--- begin Document section ---

Tests reveal that Instagram is recommending sexual videos to accounts for teens


Even when not following suggestive accounts, minors were recommended inappropriate content, a study has found. — AFP Relaxnews

Instagram is recommending sexual videos to underage users, according to tests conducted by the Wall Street Journal and Northeastern University.

The tests, which were run over a seven-month period, showed that the social network continues to offer adult content to minors, despite Meta's promises to provide a more age-appropriate experience.

Test accounts created for 13-year-old users were exposed to suggestive content from the very first minutes of use, as demonstrated by research conducted by The Wall Street Journal and Laura Edelson, a professor of computer science at Northeastern University in Boston, US. Instagram's recommended videos, or Reels, included women dancing suggestively or posing in ways that emphasised their breasts, the WSJ explains.

Worse still, the researchers found that the platform recommended even more suggestive Reels when users watched this type of video in entirety and skipped past more politically correct content, despite the user's age.

As such, in less than three minutes, adult content creators appeared in the feeds of the test accounts, the WSJ says. The researchers confirmed that after less than 20 minutes spent watching Reels, the test accounts' feeds were dominated by promotions for these kinds of content creators, some offering to send nude photos to users who interacted with their posts.

--- end Document section ---

• [The tasks]
1. According to the article on Instagram's recommendations to teens, over what period were the tests run?
2. In the article on Instagram's recommendations to teens, what led the platform to recommend even more suggestive Reels to the test accounts? Answer in one to three sentences.
3. Resume the article on Instagram's recommendations to teens from the point where it stops.

--- begin Records provided ---

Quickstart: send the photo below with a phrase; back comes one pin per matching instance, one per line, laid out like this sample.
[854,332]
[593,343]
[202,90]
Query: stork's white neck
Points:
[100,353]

--- end Records provided ---

• [The results]
1. Over a seven-month period.

2. The platform recommended even more suggestive Reels when the users watched this type of video in its entirety and skipped past more politically correct content. This happened regardless of the user's age.

3.
Is Instagram more subversive than TikTok?

Contrary to what might be expected, Snapchat and TikTok did not promote the same sexualised content to underage users: "All three platforms also say that there are differences in what content will be recommended to teens," Edelson explains in the WSJ. "But even the adult experience on TikTok appears to have much less explicit content than the teen experience on Reels."

The Meta group was keen to qualify the results of these tests as not representative of its moderation: "This was an artificial experiment that doesn’t match the reality of how teens use Instagram," company spokesman, Andy Stone, told the WSJ.

Yet The Wall Street Journal reveals that internal tests were conducted by Meta employees, revealing similar issues in 2021. Separate analysis from 2022 shows that the company had long been aware that Instagram was showing more pornography, violence and hate speech to young users than to adults.

According to the report, teenagers saw three times more prohibited posts containing nudity, 1.7 times more violence and 4.1 times more bullying content than users over 30. According to the document, the tools put in place by the Meta group were not effective enough to overcome these issues.

The Reels algorithms work, in part, by detecting users' interests based on which videos they watch for longer than others, and recommending similar content. According to Meta's guidelines, sexually suggestive content should not be recommended to users of any age, unless it comes from accounts they have chosen to follow.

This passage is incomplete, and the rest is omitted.